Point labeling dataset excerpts
* * *
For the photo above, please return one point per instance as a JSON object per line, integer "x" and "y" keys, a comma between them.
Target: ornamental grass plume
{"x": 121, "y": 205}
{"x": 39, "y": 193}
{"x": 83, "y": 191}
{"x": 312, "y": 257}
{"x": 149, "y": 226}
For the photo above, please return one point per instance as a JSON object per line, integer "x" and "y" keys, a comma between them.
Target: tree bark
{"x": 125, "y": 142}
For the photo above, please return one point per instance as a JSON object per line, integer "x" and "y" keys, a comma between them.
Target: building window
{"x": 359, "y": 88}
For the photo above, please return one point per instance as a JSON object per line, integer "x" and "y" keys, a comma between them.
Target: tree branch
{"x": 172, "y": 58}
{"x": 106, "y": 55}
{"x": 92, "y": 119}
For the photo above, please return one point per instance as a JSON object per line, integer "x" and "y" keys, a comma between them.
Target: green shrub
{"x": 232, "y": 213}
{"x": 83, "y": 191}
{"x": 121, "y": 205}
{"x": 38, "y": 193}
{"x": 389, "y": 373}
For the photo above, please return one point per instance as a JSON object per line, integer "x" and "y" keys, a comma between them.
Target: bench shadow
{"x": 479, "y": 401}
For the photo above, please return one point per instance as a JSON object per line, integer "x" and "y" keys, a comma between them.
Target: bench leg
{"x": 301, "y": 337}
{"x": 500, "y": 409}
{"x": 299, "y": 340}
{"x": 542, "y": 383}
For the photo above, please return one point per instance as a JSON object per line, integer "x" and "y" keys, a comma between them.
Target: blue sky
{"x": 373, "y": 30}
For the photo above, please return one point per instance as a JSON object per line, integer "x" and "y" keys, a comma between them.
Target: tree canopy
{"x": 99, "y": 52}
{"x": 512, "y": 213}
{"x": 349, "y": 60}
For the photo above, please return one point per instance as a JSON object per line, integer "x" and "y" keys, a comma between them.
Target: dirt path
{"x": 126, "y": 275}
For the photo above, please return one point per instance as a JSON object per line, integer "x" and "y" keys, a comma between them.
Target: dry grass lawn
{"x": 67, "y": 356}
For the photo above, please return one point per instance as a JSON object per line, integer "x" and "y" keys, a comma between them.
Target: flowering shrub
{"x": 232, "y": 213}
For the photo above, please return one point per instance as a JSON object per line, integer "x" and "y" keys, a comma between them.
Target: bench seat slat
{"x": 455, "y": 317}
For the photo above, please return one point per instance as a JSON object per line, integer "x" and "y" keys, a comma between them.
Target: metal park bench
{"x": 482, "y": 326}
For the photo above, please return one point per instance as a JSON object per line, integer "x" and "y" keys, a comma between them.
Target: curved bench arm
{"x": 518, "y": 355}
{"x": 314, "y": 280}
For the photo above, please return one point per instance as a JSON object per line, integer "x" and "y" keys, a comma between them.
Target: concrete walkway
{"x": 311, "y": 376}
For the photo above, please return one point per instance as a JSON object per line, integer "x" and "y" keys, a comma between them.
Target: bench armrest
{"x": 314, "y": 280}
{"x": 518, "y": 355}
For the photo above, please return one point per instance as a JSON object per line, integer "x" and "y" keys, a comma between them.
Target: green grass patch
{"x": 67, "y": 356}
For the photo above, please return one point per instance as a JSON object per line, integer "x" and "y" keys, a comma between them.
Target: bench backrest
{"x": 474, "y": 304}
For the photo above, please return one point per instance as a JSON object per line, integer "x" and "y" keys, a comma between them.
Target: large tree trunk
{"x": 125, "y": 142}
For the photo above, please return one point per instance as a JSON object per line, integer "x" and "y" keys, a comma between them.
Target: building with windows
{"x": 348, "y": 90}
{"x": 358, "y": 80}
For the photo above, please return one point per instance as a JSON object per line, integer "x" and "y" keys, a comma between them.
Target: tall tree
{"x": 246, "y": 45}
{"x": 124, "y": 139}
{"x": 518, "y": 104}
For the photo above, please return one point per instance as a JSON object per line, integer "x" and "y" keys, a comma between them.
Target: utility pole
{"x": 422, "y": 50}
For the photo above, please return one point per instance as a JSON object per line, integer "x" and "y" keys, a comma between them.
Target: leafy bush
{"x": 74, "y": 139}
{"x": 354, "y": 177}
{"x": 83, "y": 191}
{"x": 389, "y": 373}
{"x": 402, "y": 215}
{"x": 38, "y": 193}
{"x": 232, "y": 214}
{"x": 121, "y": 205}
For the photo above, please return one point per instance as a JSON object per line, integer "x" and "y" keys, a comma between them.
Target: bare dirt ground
* * *
▶ _Aim_:
Set down the listing above in full, please, exactly as it appears.

▶ _Result below_:
For the photo above, please return one point per instance as a JSON object per line, integer "x" and "y" keys, a comma between them.
Target: ornamental grass plume
{"x": 121, "y": 205}
{"x": 39, "y": 193}
{"x": 83, "y": 191}
{"x": 312, "y": 257}
{"x": 149, "y": 226}
For the photo above, please return one point per instance as a JSON object per line, integer "x" and "y" keys, a comma between them.
Target: tree bark
{"x": 125, "y": 142}
For the photo above, please return one point per instance as a JSON object per line, integer "x" and "y" keys, a comma between them.
Target: building window
{"x": 359, "y": 88}
For the photo above, please return one point per instance as a JSON object per line, integer "x" and "y" keys, a comma between them.
Target: tree branch
{"x": 172, "y": 58}
{"x": 106, "y": 55}
{"x": 92, "y": 119}
For the photo above, please return one point per instance as a JSON object per line, integer "x" and "y" keys, a comma between them.
Target: green shrub
{"x": 232, "y": 213}
{"x": 83, "y": 191}
{"x": 121, "y": 205}
{"x": 38, "y": 193}
{"x": 389, "y": 373}
For the photo above, please return one point per instance as a JSON object per line, integer "x" and "y" keys, a comma between them.
Target: bench shadow
{"x": 479, "y": 401}
For the photo above, please return one point per instance as a JSON object per line, integer "x" and "y" keys, a comma between them.
Target: bench leg
{"x": 301, "y": 337}
{"x": 500, "y": 409}
{"x": 299, "y": 340}
{"x": 542, "y": 383}
For the photo above, please return one point per instance as a JSON object per line, integer "x" and "y" keys, a comma between them.
Target: blue sky
{"x": 373, "y": 30}
For the photo above, please return one point per instance as a JSON object per line, integer "x" and "y" keys, a comma between them.
Target: tree canopy
{"x": 99, "y": 52}
{"x": 512, "y": 213}
{"x": 349, "y": 60}
For the photo above, please return one point per instance as a JSON object per line, integer "x" and "y" keys, a comma between them.
Target: dirt path
{"x": 126, "y": 275}
For the photo above, please return one point per instance as a JSON object per line, integer "x" and "y" keys, a comma between them.
Target: dry grass lawn
{"x": 67, "y": 356}
For the photo above, please return one point per instance as a JSON object per line, integer "x" and "y" keys, a comma between them.
Target: flowering shrub
{"x": 232, "y": 213}
For the photo above, please return one point per instance as a JSON object per line, integer "x" and "y" keys, a comma between them.
Target: bench seat slat
{"x": 455, "y": 317}
For the photo above, please return one point per instance as a JSON object per line, integer "x" and "y" keys, a comma between them.
Target: metal park bench
{"x": 482, "y": 326}
For the photo above, please return one point per instance as a JSON object per line, integer "x" and "y" keys, a comma between them.
Target: curved bench arm
{"x": 518, "y": 355}
{"x": 314, "y": 280}
For the photo above, please return one point per instance as a JSON object per line, integer "x" and "y" keys, a comma between them.
Target: concrete walkway
{"x": 311, "y": 376}
For the photo above, please return one point per instance as a JSON object per line, integer "x" and "y" keys, a comma between them.
Target: bench armrest
{"x": 314, "y": 280}
{"x": 518, "y": 355}
For the photo above, please return one point per instance as a JSON object per line, integer "x" and "y" keys, a comma between them.
Target: green grass patch
{"x": 67, "y": 356}
For the photo above, please return one point per instance as a JSON object per line, integer "x" and "y" keys, a comma between them.
Target: bench backrest
{"x": 474, "y": 304}
For the photo above, please return one point per instance as a JSON object per line, integer "x" and "y" keys, a comma between them.
Target: large tree trunk
{"x": 125, "y": 142}
For the photo above, please return one point per instance as a JSON object per line, integer "x" and "y" keys, a comma between them.
Target: building with windows
{"x": 348, "y": 90}
{"x": 358, "y": 80}
For the photo above, please return one point per instance as a JSON object per line, integer "x" and "y" keys, a comma between them.
Target: tall tree
{"x": 246, "y": 45}
{"x": 124, "y": 139}
{"x": 518, "y": 104}
For the photo above, please return one point per instance as a JSON object per line, integer "x" and "y" keys, a comma between them.
Target: utility pole
{"x": 422, "y": 50}
For the photo above, please return one point per instance as a JSON object per line, integer "x" and "y" keys, a comma between them.
Target: leafy bush
{"x": 74, "y": 139}
{"x": 354, "y": 177}
{"x": 83, "y": 191}
{"x": 389, "y": 373}
{"x": 402, "y": 215}
{"x": 38, "y": 193}
{"x": 232, "y": 214}
{"x": 121, "y": 205}
For the photo above, please return one point per instance as a JSON object per line, integer "x" and "y" keys, a comma between them.
Target: bare dirt ground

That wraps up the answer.